[START OF Extract]
Voxbone Offers Global WebRTC

2 Jun 2014

WebRTC is an exciting technology, promising to transform communication and "webify" the way we connect to each other, just as the worldwide web has changed so many aspects of our lives. However, as Ray Amara, past President of the Institute for the Future, said, "We tend to overestimate the effect of a technology in the short run and underestimate the effect in the long run." In the short term, WebRTC must integrate with the systems that are in place, including the PSTN and SIP networks. To this end, there have been a number of SIP-to-WebRTC products and announcements, but deployments are low and, generally, the complexity is still challenging.

Voxbone has introduced a response to the complexity challenge by directly integrating and hosting WebRTC into its global SIP, IP, and local number network. Voxbone has implemented a global IP backbone and SIP infrastructure and delivers local dial-in numbers over SIP trunks in over 50 countries worldwide. What's most exciting is that Voxbone has recently added WebRTC as a new end user access method to the network. The implementation is elegant in its simplicity. If you want to use WebRTC with Voxbone, all you have to do is put a hyperlink on your web page with embedded URL indexes, which sends the user to a Voxbone server that does all the WebRTC work. Voxbone gets the media, and then builds a peer connection through the Voxbone IP backbone to a media server that does the transcoding and protocol matching, enabling the call to "magically" arrive on your SIP trunk as a SIP session. In other words, they deal with all of the complex backend issues and you get instant WebRTC into your existing SIP environment.

As Voxbone already has a large market presence in both the global conferencing and cloud contact center markets, this is an obvious advantage for their users. While this approach creates a cost for the WebRTC sessions, Voxbone delivers the sessions as part of the SIP trunks. Those SIP trunks can be time multiplexed across the globe and across access in over 50 countries, which means the utilization levels can be high and there are no per-minute charges; customers just pay for trunk capacity. In this way, WebRTC can be convenient, or more importantly, used to avoid even the local phone charges that exist in many areas. And as users in different geographies and time zones connect, they are using the same capacity without changing the cost.
[END OF Extract]
- _Aim_
Please continue the article above about Voxbone's WebRTC service, starting right after its last sentence.
[START OF Records supplied]
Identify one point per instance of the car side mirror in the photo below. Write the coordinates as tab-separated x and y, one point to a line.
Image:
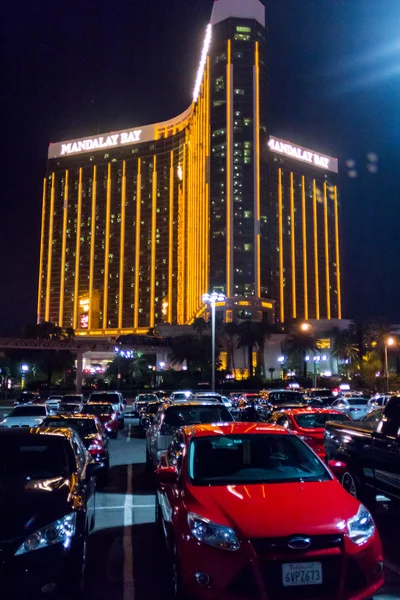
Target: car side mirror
[END OF Records supplied]
[START OF Records supplied]
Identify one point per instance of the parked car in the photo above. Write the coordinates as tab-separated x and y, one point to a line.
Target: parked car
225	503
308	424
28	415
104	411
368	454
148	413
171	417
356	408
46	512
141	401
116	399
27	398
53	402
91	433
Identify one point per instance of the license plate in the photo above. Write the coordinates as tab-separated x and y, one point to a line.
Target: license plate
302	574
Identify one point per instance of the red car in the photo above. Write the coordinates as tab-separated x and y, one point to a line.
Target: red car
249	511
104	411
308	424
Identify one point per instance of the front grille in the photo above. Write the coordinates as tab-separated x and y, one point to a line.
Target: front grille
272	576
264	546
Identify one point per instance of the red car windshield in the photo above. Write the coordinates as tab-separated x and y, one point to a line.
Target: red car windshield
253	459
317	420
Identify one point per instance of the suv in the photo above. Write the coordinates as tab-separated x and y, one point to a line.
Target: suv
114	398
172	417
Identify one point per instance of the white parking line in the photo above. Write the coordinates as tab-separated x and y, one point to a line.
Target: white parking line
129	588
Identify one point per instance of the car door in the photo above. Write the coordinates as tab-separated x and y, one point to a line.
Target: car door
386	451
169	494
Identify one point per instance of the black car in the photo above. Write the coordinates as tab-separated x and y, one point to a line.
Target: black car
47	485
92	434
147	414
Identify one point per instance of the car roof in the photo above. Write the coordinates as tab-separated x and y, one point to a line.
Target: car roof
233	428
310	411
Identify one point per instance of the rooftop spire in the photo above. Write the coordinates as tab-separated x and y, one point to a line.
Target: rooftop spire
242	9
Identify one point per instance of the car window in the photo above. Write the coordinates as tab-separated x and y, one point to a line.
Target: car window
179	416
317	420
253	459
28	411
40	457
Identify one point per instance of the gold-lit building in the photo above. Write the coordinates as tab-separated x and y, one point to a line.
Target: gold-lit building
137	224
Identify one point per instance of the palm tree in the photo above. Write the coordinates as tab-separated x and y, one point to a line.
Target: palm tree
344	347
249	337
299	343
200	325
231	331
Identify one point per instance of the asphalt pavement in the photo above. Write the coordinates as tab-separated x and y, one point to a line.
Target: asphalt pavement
[END OF Records supplied]
[START OF Records supplied]
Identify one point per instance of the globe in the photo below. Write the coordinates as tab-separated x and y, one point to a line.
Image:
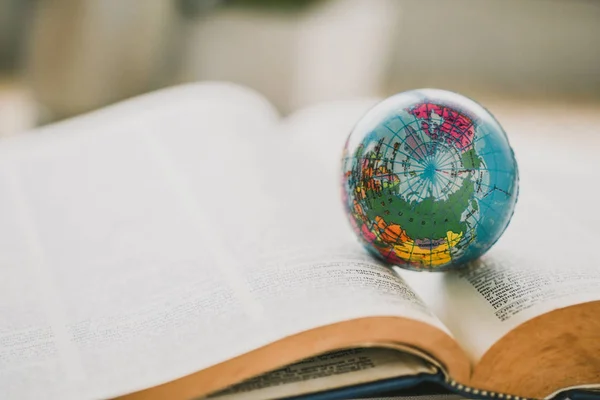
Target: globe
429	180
[END OF Records supplied]
- _Written response_
From a contact center perspective, the WebRTC links can match to local phone numbers or other routing data so that when the calls arrive at the contact center they get the proper routing and skills-based routing treatment. This means that even though the Voxbone solution with a contact center is just SIP and does not require any new IVR or contact center programming, it could enhance the value of customer service. For example, the system can identify the customer's preferred language by matching the WebRTC sessions to SIP sessions and the local numbers of the language region. This makes an easy integration to the contact center routing and management, but does not enable taking advantage of the large amount of contextual information available from the website.

From a conferencing perspective, WebRTC enhances the current Voxbone offer. The solution enables rapid integration of WebRTC with the local dial numbers across the 50 supported countries and the other 140+ countries where local numbers are not available yet in the Voxbone solution. For conference operators struggling with service options in underserved telephony areas, WebRTC is an ideal option, though this will require adequate IP services for RTC traffic, often not available in developing areas.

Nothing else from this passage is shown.